◆ Job 1:
According to the metaprogramming thread, which two variables does every Julia macro have defined implicitly?

◆ Quoted passage:
Metaprogramming: Obtain actual type from Symbol for field inheritance

Hello,

I admit, having read How to get the type of a symbol in a macro? I realize that this may be harder than I thought, but perhaps if I describe what I want to achieve, a solution can be made for this specific case.

In Agents.jl we have a macro, that comes directly from this answer: Composition and inheritance: the Julian way - #5 by dfdx that allows us to create “agents” (mutable structs) that have some fields coming from some other structs. Like so:

# The following is within the `Agents` module:
macro agent(name, base, fields)
    base_type = Core.eval(@__MODULE__, base)
    base_fieldnames = fieldnames(base_type)
    base_types = [t for t in base_type.types]
    base_fields = [:($f::$T) for (f, T) in zip(base_fieldnames, base_types)]
    res = :(mutable struct $(esc(name)) <: AbstractAgent end)
    push!(res.args[end].args, base_fields...)
    push!(res.args[end].args, map(esc, fields.args)...)
    return res
end

and having e.g., also defined sometjhing like

# this is also within `Agents` module
mutable struct GraphAgent
    id::Int
    pos::Int
end

A user can do

using Agents
@agent MyAgent GraphAgent begin
    name::String
end

which would generate a mutable struct MyAgent with the additional name field that would also have the fields id, pos.

Now, because of the usage of @__MODULE__, this macro can only be used to “inherit” types that are defined within Agents. We want to extend this to allow using types defined outside Agents. My thinking is that this would be simple to do if the user also provides the module the types were defined at. My problem is, I do not know how to use multiple dispatch in a macro to actually avchieve that. My idea is to allow the second macro version:

@agent MySecondAgent MyAgent MyModule begin
    age::Int
end

that now would allow using any type MyAgent defined in module MyModule (which will typically be Main), and “inhereting” the fields of that type.

I’ve tried to achieve this with several different versions, but I always mess up in ways I don’t understand… I can post here my failed code versions if it helps

Is it that you need the module where the macro is expanded? Any macro has __source__ and __module__ defined implicitly, so you can always just use these variables when it’s helpful. To see the origin of a type, you can also use parentmodule. Your use case might have other subtleties, but I’d guess there might be a way to avoid having the user specify this.

As for multiple dispatch… Macros take the AST, nothing more. So what it knows is just what Julia knows after parsing: most things are Exprs. The macro itself can’t dispatch on the type an Expr eventually resolves to. A solution is to pass the values you want to dispatch on to a helper function of some sort, and have that take care of dispatch.

Here’s a toy example:

macro foo(ex)
    :(_foo($ex))
end

_foo(n::Int) = n^2

_foo(s::String) = println("Hello ", s, "!")

◆ Job 2:
Edit each of the records below so that "Quickstart" becomes "Reference", keeping everything else unchanged, and omit the pictures from your answer.

◆ Raw data:
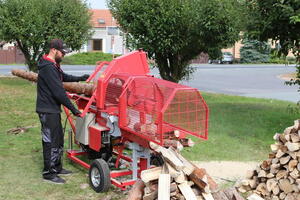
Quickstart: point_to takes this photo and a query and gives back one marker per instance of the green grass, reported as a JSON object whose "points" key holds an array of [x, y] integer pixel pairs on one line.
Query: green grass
{"points": [[240, 128], [89, 58]]}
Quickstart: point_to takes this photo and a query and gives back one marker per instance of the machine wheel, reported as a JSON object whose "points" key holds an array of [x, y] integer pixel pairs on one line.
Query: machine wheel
{"points": [[99, 176]]}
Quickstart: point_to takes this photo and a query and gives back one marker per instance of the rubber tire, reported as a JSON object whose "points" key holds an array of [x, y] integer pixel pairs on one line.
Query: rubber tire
{"points": [[104, 172]]}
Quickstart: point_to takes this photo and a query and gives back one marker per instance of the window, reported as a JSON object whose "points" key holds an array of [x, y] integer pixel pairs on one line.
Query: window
{"points": [[97, 45]]}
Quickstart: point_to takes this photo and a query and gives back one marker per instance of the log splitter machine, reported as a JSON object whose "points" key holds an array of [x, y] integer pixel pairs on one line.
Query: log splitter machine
{"points": [[128, 109]]}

◆ Response 1:
`__source__` and `__module__`

◆ Response 2:
Reference: point_to takes this photo and a query and gives back one marker per instance of the green grass, reported as a JSON object whose "points" key holds an array of [x, y] integer pixel pairs on one line.
Query: green grass
{"points": [[240, 128], [89, 58]]}
Reference: point_to takes this photo and a query and gives back one marker per instance of the machine wheel, reported as a JSON object whose "points" key holds an array of [x, y] integer pixel pairs on one line.
Query: machine wheel
{"points": [[99, 176]]}
Reference: point_to takes this photo and a query and gives back one marker per instance of the rubber tire, reported as a JSON object whose "points" key holds an array of [x, y] integer pixel pairs on one line.
Query: rubber tire
{"points": [[104, 172]]}
Reference: point_to takes this photo and a query and gives back one marker per instance of the window, reported as a JSON object whose "points" key holds an array of [x, y] integer pixel pairs on one line.
Query: window
{"points": [[97, 45]]}
Reference: point_to takes this photo and a query and gives back one marker per instance of the log splitter machine, reported as a JSON object whose "points" key holds an array of [x, y] integer pixel pairs on one line.
Query: log splitter machine
{"points": [[128, 109]]}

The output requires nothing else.